_Information shown_

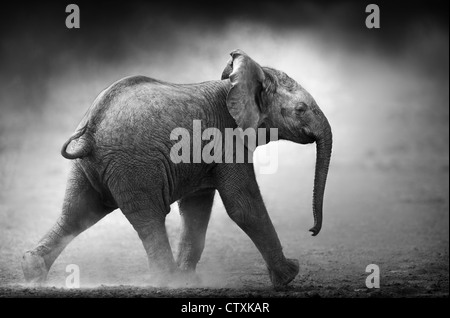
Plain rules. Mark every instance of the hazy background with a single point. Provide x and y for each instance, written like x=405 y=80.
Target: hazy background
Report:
x=384 y=91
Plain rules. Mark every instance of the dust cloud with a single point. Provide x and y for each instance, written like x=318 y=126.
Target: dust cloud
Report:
x=385 y=93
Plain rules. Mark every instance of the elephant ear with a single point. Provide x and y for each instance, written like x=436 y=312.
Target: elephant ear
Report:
x=243 y=99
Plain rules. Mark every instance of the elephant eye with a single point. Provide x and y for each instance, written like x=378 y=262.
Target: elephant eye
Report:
x=301 y=108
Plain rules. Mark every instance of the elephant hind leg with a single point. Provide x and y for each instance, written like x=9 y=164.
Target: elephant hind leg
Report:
x=82 y=208
x=195 y=211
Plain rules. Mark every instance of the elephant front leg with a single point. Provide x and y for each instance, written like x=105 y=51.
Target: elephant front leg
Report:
x=195 y=211
x=242 y=199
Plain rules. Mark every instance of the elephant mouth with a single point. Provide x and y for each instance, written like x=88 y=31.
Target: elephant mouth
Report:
x=306 y=137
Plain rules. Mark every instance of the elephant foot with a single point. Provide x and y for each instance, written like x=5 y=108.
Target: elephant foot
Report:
x=284 y=274
x=34 y=269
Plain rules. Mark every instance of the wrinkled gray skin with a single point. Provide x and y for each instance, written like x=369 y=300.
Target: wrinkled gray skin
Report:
x=121 y=159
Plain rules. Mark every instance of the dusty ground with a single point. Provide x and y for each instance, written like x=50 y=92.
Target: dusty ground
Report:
x=386 y=202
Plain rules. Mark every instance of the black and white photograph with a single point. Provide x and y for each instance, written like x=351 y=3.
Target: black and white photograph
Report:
x=246 y=150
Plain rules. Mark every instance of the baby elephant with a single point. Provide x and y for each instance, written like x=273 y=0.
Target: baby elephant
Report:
x=123 y=155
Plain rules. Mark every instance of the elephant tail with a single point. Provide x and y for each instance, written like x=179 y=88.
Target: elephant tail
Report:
x=82 y=147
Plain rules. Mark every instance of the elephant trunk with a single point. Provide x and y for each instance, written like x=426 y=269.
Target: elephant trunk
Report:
x=324 y=143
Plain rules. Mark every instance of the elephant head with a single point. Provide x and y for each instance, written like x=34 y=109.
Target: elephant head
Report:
x=265 y=97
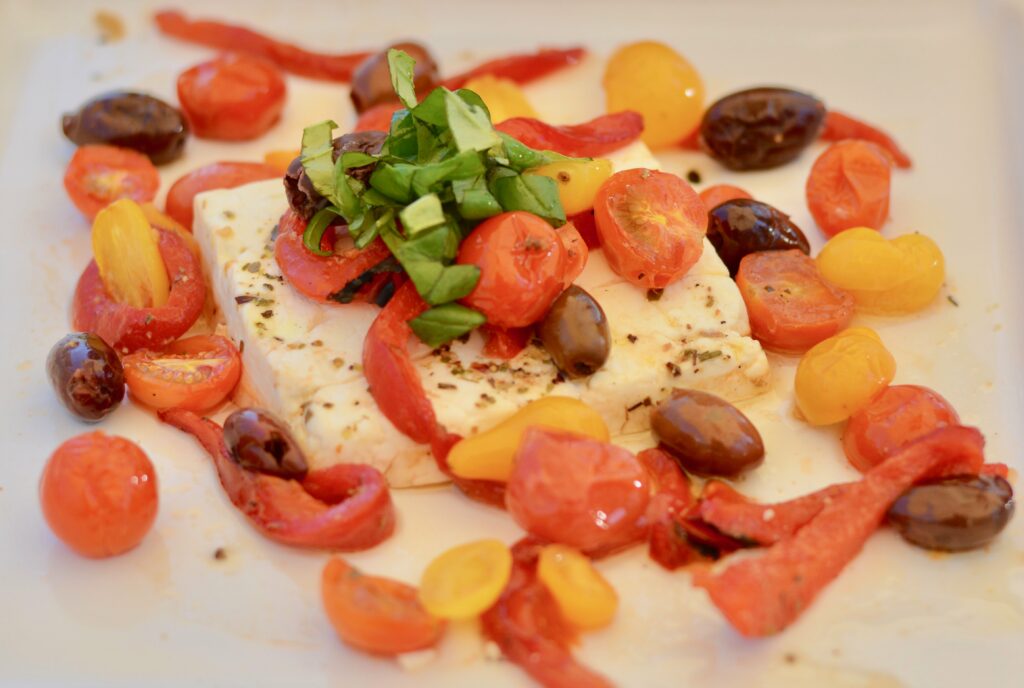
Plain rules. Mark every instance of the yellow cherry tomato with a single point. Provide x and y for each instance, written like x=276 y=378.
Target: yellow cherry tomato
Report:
x=654 y=80
x=842 y=375
x=584 y=597
x=502 y=96
x=488 y=455
x=127 y=254
x=578 y=181
x=889 y=277
x=467 y=579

_What to work on_
Leave out the pictures and output everything else in the records exactly.

_Exercise response_
Plain rules. Mark every instance of the hazy background with a single point. Provide x and y for each instance, written like x=405 y=80.
Target: hazy background
Report:
x=384 y=91
Plain rules. Mark every instance of the dust cloud with a single point. Provide x and y for each instance, written like x=318 y=126.
Target: dust cloud
Report:
x=385 y=93
Plain rules. Mark every instance of the elephant ear with a single point. Provide x and y for each instance, written like x=436 y=312.
Target: elephant ear
Report:
x=243 y=99
Plain rules. Mark every instance of the elephant eye with a single point. Provide x and y for each instance, written like x=378 y=262.
Target: elephant eye
Report:
x=301 y=108
Plain rules. Mark every instance of the elephant hind leg with a single point. Provide x and y for each instance, written like x=9 y=164.
Target: elephant hind leg
Report:
x=82 y=208
x=195 y=211
Plain rules. Mark every instance of the elephant front leg with a single point. Provide x and y for each instance, written like x=105 y=51.
Target: elephant front leg
Report:
x=195 y=211
x=242 y=199
Plain rules. Mark every instance of the elephant mouth with a single point. Provide x and y for each instance, written like x=88 y=31.
Target: elephant mouth
Report:
x=306 y=137
Plain rules. Mark every instance of the elephant foot with a single point. Provide x and y for each instance, written like x=5 y=108.
Target: elephant foot
Report:
x=284 y=274
x=34 y=269
Plain rules. Mark every instance of the wrinkled gray skin with a single point. Provide x and y for each instance, written like x=369 y=300.
Target: wrinkled gray skin
Report:
x=121 y=159
Plain rules. Mark every instance of the dusty ground with a single point. Provide x and y for each instance, written like x=50 y=92.
Target: dusty ground
Report:
x=386 y=202
Plain rules. Mark every instance of the black and white photograph with a single point. Provide x and y for each instance, written like x=351 y=3.
Target: black and white photograph
Report:
x=246 y=150
Plain rules. Mark every instance of the baby elephant with a single point. Provide x and y for each instance, written like x=273 y=0.
Target: baby elephant
Report:
x=123 y=155
Plain rules. Mark every instance of the elephant tail with a single point. Provide x and y for each instance, written like x=179 y=88.
Target: elephant tail
Report:
x=82 y=147
Plain rules. Mark every instance of the elephant trunk with a single point. Provide x and y for each instance, written like x=426 y=269.
Target: elephant trunk
Report:
x=324 y=143
Plain rules. Mark every instance of the elephant head with a single point. Provide x and y for each instance, written like x=34 y=109.
Target: elephant head
Report:
x=265 y=97
Plain rules. Mark every instance of the yellow cherry tomato with a single point. Provide x and y for each instance, written like x=276 y=378.
Target: yellow cherry tomato
Report:
x=654 y=80
x=842 y=375
x=584 y=597
x=502 y=96
x=488 y=455
x=127 y=254
x=578 y=181
x=889 y=277
x=467 y=579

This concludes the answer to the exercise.